▶ _YOUR GOAL_: Put the part of the records that opens with the line containing "Detect black-framed glasses here." and closes with the line containing "[289,57,304,120]" into a JSON list of strings, one string per line, with blank lines left out. Leave the pictures out of the answer.

[Dataset records]
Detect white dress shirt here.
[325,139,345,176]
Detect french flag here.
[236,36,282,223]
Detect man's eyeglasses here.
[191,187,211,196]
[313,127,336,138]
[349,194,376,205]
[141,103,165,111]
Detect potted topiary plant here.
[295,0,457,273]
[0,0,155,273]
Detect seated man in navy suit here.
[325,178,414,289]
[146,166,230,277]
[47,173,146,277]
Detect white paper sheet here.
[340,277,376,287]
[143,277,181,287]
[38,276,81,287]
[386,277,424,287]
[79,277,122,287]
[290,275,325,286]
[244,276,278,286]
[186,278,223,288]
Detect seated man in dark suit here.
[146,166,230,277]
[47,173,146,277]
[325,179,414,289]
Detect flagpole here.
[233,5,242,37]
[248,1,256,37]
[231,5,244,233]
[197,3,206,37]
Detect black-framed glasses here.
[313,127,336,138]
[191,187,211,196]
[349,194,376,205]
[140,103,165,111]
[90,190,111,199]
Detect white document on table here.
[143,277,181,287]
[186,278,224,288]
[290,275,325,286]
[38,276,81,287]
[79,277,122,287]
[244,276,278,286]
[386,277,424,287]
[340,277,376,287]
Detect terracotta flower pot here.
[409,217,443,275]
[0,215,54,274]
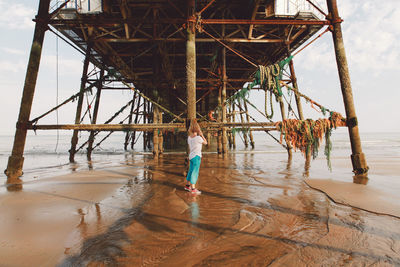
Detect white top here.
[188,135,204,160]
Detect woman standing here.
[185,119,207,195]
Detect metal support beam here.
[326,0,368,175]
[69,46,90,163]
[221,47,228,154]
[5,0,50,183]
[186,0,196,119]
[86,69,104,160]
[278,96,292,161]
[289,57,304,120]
--
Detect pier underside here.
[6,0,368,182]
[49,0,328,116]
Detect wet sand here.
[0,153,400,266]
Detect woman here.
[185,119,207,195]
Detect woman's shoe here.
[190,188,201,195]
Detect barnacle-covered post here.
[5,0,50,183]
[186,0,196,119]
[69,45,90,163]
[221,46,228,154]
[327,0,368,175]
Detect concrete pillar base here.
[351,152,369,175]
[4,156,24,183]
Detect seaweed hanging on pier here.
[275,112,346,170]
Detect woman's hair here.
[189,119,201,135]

▶ _TASK SOLUTION_:
[
  "Detect black-framed glasses here.",
  "[313,127,336,138]",
  "[191,187,211,196]",
  "[349,194,376,205]",
  "[140,103,165,111]",
  "[90,190,111,199]",
  "Detect white document on table here.",
  "[143,277,181,287]",
  "[186,278,224,288]",
  "[290,275,325,286]",
  "[38,276,81,287]",
  "[79,277,122,287]",
  "[244,276,278,286]",
  "[386,277,424,287]",
  "[340,277,376,287]",
  "Detect terracotta flower pot here.",
  "[409,217,443,275]",
  "[0,215,54,274]",
  "Detect white top here.",
  "[188,135,204,160]",
  "Detect woman standing here.",
  "[185,119,207,195]",
  "Detect metal support beam here.",
  "[326,0,368,175]",
  "[69,46,90,163]",
  "[221,47,228,154]",
  "[5,0,50,183]",
  "[186,0,196,119]",
  "[86,69,104,160]",
  "[278,96,292,161]",
  "[289,57,304,120]"
]